What the exercise asks. Word for word, please restate the line containing "statue and report the pixel coordinates." and all the lines that follow it to the end of the data.

Supplied records.
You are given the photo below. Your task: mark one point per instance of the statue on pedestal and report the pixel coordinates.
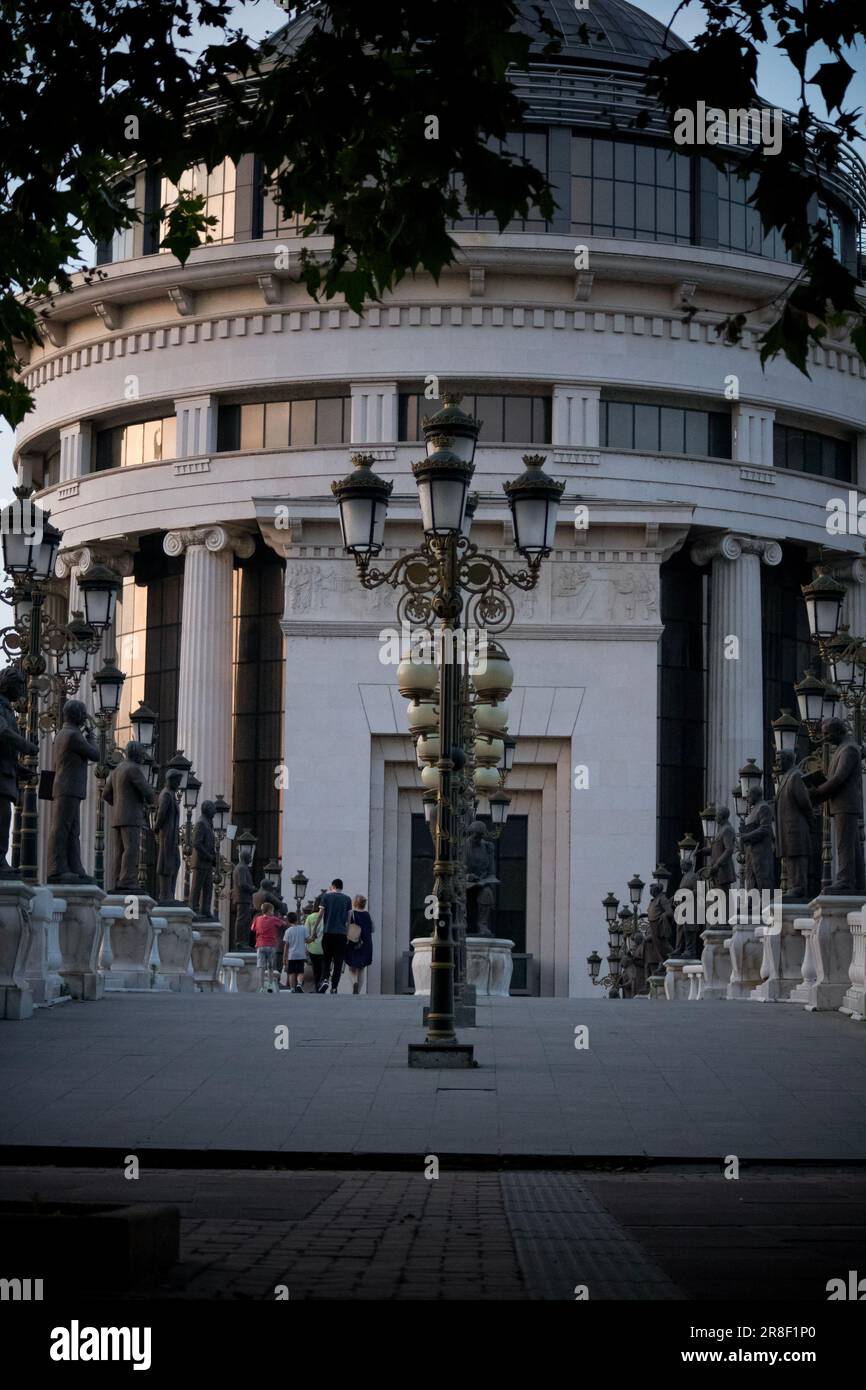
(794, 829)
(660, 927)
(480, 880)
(72, 751)
(128, 792)
(167, 824)
(756, 840)
(685, 945)
(13, 742)
(844, 791)
(243, 887)
(203, 862)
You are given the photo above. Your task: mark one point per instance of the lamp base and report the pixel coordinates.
(442, 1055)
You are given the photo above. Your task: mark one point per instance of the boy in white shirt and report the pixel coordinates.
(295, 955)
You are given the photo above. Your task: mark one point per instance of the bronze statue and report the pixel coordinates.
(166, 826)
(794, 827)
(72, 751)
(660, 927)
(756, 838)
(203, 862)
(480, 880)
(844, 791)
(243, 886)
(128, 792)
(13, 742)
(685, 945)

Result for this exercise.
You are given the photo above. Your task: mark one point per instance of the bronze statue and report the pixel coordinates.
(166, 826)
(794, 827)
(72, 751)
(660, 927)
(756, 838)
(203, 862)
(480, 880)
(844, 791)
(243, 886)
(128, 792)
(13, 742)
(685, 945)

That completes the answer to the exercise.